What you should do: Exactly the lines from the one holding "snow on ground." to the end of the listing, both ends included, make up the expected answer.

Data to use:
====================

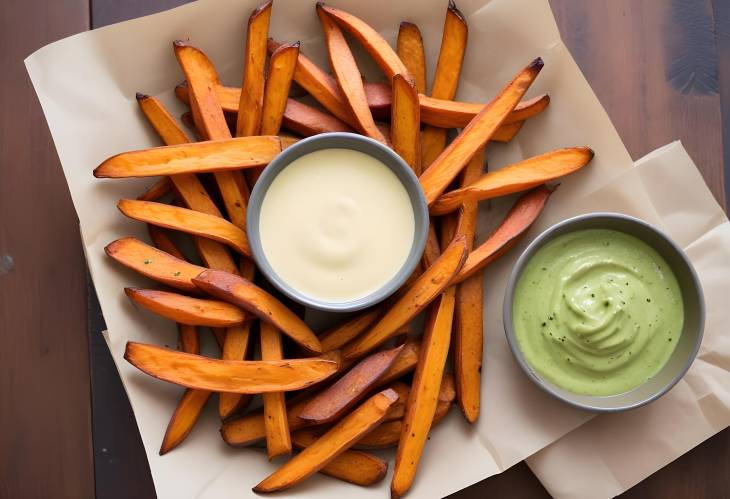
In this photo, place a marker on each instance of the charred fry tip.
(537, 64)
(258, 10)
(455, 10)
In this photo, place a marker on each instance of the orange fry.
(348, 76)
(187, 310)
(236, 376)
(185, 220)
(516, 177)
(452, 160)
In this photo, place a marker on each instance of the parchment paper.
(86, 85)
(613, 452)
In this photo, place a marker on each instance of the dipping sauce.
(597, 312)
(336, 224)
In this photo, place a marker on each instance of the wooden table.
(661, 68)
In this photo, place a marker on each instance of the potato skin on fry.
(334, 401)
(153, 263)
(234, 376)
(248, 296)
(331, 444)
(187, 310)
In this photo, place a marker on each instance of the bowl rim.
(293, 152)
(525, 257)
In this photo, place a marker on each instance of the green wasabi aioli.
(597, 312)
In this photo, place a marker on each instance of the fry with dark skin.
(348, 76)
(335, 400)
(516, 177)
(235, 376)
(446, 77)
(454, 158)
(405, 128)
(187, 310)
(409, 47)
(412, 301)
(330, 445)
(251, 102)
(250, 297)
(185, 220)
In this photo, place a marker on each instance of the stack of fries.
(371, 381)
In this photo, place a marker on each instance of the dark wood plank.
(45, 442)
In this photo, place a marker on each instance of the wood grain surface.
(660, 67)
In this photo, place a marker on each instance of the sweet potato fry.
(188, 338)
(205, 105)
(448, 113)
(183, 420)
(418, 296)
(388, 433)
(405, 128)
(356, 467)
(337, 336)
(321, 86)
(331, 444)
(423, 397)
(307, 121)
(252, 97)
(251, 428)
(516, 177)
(404, 363)
(446, 78)
(468, 321)
(518, 220)
(334, 401)
(278, 440)
(185, 220)
(348, 76)
(281, 70)
(477, 133)
(409, 48)
(379, 49)
(248, 296)
(235, 376)
(156, 190)
(196, 157)
(234, 347)
(162, 241)
(153, 263)
(432, 250)
(187, 310)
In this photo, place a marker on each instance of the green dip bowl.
(692, 298)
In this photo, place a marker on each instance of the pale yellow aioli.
(336, 225)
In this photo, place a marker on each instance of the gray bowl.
(694, 312)
(340, 140)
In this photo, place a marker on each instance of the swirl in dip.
(336, 225)
(597, 312)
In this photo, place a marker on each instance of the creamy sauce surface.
(597, 312)
(336, 224)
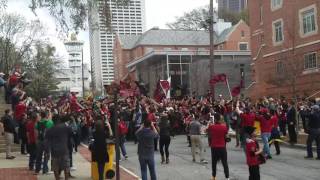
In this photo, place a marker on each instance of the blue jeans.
(33, 155)
(265, 139)
(122, 147)
(144, 162)
(314, 135)
(42, 150)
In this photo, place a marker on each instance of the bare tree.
(17, 35)
(72, 14)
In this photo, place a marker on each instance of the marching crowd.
(55, 128)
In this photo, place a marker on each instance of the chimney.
(155, 28)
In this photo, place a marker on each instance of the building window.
(279, 67)
(276, 4)
(310, 61)
(243, 46)
(242, 33)
(278, 32)
(308, 21)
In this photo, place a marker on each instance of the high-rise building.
(232, 5)
(128, 19)
(71, 78)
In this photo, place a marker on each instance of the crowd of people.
(56, 127)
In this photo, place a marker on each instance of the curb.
(123, 168)
(286, 144)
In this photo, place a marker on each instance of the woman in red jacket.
(252, 154)
(275, 134)
(266, 126)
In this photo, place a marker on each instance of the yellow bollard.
(108, 168)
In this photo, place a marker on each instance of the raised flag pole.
(227, 81)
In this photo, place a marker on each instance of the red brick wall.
(235, 37)
(265, 62)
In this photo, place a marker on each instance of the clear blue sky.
(158, 13)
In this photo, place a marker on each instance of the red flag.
(158, 93)
(236, 91)
(165, 85)
(242, 83)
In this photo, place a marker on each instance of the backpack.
(123, 129)
(41, 130)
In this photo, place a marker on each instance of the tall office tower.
(232, 5)
(125, 20)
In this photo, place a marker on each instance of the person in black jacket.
(99, 147)
(165, 139)
(9, 130)
(23, 135)
(291, 120)
(314, 131)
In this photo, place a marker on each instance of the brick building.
(183, 55)
(285, 45)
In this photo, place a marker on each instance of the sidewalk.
(17, 169)
(301, 144)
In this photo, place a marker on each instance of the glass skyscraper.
(232, 5)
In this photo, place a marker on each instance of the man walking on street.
(195, 136)
(314, 131)
(9, 130)
(291, 119)
(218, 134)
(42, 147)
(57, 138)
(32, 139)
(146, 135)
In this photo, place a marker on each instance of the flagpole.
(227, 80)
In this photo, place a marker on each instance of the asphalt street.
(290, 165)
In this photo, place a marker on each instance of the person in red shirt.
(252, 153)
(217, 133)
(32, 139)
(275, 133)
(152, 117)
(265, 125)
(20, 110)
(247, 120)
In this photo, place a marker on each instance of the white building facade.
(125, 20)
(70, 78)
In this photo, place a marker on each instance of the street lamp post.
(82, 76)
(211, 35)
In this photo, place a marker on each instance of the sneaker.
(269, 157)
(308, 157)
(10, 157)
(203, 161)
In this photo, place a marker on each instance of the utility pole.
(82, 74)
(211, 35)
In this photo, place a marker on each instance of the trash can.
(108, 168)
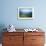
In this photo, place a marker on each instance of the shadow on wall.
(2, 26)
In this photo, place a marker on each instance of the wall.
(8, 13)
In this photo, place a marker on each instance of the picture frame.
(25, 13)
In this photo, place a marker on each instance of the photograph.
(25, 13)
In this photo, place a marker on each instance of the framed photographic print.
(25, 13)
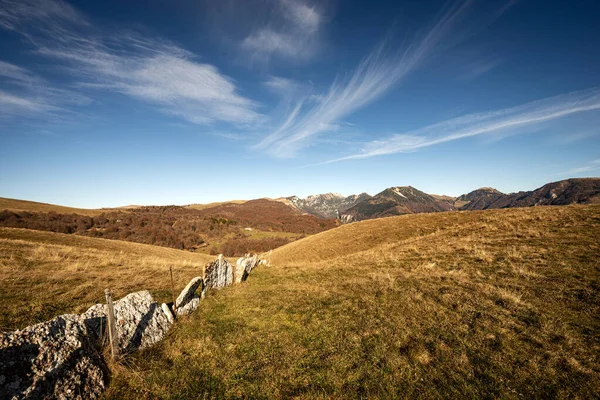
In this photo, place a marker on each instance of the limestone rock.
(219, 273)
(244, 266)
(168, 313)
(189, 306)
(141, 322)
(54, 359)
(188, 293)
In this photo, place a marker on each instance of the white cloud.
(291, 31)
(155, 71)
(31, 95)
(47, 13)
(306, 17)
(266, 41)
(483, 124)
(373, 77)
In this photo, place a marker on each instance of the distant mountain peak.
(327, 205)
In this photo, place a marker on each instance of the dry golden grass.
(44, 274)
(492, 304)
(33, 206)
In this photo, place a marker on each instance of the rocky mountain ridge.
(328, 205)
(401, 200)
(395, 201)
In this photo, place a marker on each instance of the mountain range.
(328, 205)
(401, 200)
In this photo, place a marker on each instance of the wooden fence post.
(173, 292)
(112, 326)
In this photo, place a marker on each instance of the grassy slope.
(500, 303)
(33, 206)
(44, 274)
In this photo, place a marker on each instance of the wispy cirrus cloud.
(155, 71)
(23, 93)
(372, 78)
(291, 32)
(487, 123)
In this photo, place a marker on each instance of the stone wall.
(63, 358)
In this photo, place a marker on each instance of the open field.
(44, 274)
(487, 304)
(33, 206)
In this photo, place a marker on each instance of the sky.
(111, 103)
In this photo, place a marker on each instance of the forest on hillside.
(174, 226)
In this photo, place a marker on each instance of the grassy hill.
(33, 206)
(485, 304)
(44, 274)
(233, 228)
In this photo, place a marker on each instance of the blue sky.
(129, 102)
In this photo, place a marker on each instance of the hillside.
(328, 205)
(569, 191)
(44, 274)
(484, 304)
(25, 205)
(395, 201)
(228, 228)
(478, 199)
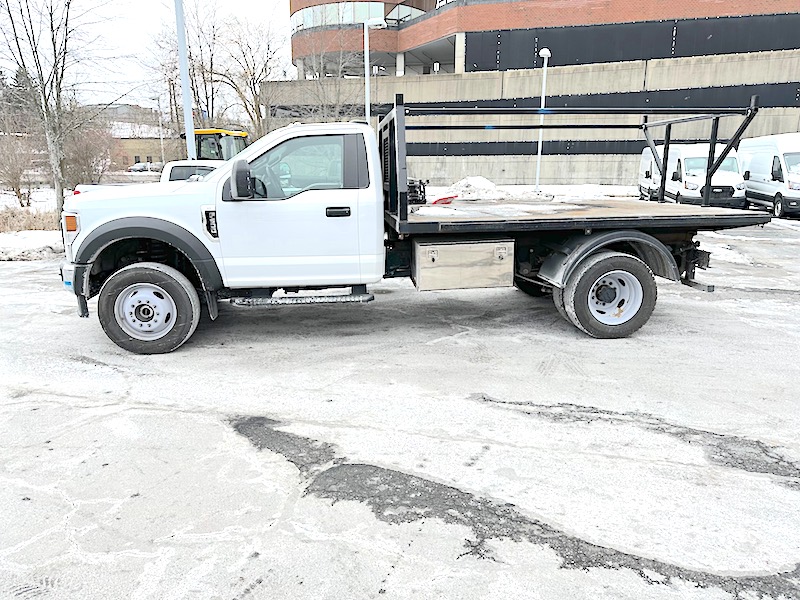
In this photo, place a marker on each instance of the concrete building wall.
(581, 85)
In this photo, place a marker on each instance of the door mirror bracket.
(241, 182)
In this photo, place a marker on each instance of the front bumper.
(791, 205)
(735, 202)
(74, 278)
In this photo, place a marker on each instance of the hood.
(134, 193)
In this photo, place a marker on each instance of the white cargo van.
(686, 176)
(771, 168)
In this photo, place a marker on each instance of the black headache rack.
(392, 147)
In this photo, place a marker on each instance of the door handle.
(337, 211)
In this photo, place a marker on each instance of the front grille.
(718, 191)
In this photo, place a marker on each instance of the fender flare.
(557, 267)
(152, 228)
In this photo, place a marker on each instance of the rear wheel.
(148, 308)
(777, 207)
(610, 295)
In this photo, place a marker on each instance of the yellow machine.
(219, 144)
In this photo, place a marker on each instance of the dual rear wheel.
(609, 295)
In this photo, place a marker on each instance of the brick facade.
(523, 14)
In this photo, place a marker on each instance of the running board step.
(283, 300)
(696, 284)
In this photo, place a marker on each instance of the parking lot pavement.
(466, 444)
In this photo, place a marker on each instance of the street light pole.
(374, 23)
(545, 54)
(186, 92)
(366, 71)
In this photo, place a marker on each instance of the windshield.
(792, 162)
(697, 166)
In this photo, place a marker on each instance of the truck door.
(301, 229)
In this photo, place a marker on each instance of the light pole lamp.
(545, 54)
(374, 23)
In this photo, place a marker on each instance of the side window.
(777, 171)
(300, 164)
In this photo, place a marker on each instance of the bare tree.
(39, 35)
(20, 139)
(252, 57)
(89, 150)
(16, 157)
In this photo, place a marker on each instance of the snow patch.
(30, 245)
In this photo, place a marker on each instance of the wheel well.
(125, 252)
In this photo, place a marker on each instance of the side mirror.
(241, 184)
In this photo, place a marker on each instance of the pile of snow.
(480, 188)
(475, 188)
(31, 245)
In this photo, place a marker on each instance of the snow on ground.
(30, 245)
(42, 199)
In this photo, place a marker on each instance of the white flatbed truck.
(313, 208)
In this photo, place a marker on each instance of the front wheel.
(148, 308)
(610, 295)
(778, 210)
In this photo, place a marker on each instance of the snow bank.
(31, 245)
(42, 200)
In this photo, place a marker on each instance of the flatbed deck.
(564, 213)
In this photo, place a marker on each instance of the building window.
(350, 13)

====================

Answer below:
In this photo, place a marker on each instance of the snow on ground.
(30, 245)
(42, 199)
In this photo, place a marker on each instance of the white flatbed truck.
(313, 208)
In this photo, place a marker on each instance of the front wheel.
(148, 308)
(610, 295)
(778, 210)
In this photo, place a marker on each instance of the snow bank.
(31, 245)
(42, 200)
In this photo, place a marker on each instance of the flatbed deck.
(564, 213)
In this photo, place a marker on each instance of the building window.
(350, 13)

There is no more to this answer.